Record set Start Marker

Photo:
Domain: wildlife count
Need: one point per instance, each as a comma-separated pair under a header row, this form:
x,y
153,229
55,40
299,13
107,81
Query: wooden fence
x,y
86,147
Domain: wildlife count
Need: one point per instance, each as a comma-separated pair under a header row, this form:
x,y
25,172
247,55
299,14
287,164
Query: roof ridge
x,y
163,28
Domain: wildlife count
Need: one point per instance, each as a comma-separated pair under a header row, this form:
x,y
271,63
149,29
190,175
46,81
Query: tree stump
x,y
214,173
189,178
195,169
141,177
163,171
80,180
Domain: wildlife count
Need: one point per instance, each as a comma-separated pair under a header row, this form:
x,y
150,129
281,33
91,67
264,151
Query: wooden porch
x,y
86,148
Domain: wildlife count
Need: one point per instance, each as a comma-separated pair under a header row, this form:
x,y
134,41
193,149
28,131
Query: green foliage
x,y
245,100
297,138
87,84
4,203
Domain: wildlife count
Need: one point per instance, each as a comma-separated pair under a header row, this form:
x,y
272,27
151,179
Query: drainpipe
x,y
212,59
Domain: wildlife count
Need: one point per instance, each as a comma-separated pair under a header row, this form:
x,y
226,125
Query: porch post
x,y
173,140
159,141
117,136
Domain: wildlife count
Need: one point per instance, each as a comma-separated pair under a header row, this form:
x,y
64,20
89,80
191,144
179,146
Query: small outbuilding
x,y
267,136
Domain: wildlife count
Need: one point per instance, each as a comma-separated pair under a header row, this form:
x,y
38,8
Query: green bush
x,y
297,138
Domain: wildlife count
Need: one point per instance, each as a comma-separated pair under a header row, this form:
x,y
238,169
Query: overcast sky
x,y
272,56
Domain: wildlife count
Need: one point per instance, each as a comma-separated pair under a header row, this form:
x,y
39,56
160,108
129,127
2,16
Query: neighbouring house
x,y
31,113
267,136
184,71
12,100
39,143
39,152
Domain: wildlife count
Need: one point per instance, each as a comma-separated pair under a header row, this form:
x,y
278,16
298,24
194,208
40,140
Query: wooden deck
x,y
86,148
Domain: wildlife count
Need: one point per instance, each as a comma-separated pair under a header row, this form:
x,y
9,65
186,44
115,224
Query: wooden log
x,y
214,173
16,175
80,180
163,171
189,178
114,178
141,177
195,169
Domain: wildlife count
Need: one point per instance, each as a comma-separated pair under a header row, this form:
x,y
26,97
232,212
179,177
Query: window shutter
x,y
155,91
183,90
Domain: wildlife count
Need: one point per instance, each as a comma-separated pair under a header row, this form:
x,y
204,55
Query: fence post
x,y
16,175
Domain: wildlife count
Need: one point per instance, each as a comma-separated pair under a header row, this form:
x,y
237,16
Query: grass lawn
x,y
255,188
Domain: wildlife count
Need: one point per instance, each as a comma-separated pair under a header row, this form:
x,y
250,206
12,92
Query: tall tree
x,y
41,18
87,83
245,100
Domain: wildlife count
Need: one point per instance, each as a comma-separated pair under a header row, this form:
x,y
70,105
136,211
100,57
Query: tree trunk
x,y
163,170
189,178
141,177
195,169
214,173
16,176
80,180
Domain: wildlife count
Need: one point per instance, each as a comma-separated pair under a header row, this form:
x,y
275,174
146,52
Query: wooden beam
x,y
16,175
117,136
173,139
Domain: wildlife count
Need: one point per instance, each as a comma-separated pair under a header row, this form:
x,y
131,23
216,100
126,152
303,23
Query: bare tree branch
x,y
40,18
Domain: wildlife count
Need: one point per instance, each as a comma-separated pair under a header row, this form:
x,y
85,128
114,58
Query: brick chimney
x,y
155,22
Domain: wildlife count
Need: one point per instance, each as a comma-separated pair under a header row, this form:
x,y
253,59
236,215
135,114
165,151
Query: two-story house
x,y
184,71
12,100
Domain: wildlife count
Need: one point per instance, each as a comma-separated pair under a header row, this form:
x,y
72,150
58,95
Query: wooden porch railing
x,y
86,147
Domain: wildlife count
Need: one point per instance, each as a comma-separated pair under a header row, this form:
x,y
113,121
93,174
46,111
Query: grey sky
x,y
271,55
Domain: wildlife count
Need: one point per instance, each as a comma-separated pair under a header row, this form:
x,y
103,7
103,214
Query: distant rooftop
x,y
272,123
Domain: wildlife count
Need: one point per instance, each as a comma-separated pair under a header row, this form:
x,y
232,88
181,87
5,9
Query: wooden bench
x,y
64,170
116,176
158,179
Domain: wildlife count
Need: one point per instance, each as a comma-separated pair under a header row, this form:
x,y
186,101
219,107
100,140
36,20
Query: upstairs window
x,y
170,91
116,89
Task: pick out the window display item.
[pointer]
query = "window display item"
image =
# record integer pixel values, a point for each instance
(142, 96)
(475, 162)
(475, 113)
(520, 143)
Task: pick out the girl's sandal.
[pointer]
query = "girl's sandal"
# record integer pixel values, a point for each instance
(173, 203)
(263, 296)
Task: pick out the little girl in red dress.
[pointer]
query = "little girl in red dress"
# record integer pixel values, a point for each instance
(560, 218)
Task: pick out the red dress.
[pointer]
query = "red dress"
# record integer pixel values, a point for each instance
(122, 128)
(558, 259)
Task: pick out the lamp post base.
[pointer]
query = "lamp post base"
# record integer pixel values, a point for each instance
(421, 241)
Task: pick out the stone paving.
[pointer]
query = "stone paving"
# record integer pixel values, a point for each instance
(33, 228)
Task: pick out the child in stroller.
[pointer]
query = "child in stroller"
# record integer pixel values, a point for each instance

Record set End Marker

## What needs to be done
From the records above, count how many lines hold the string "girl", then give only that number.

## Solution
4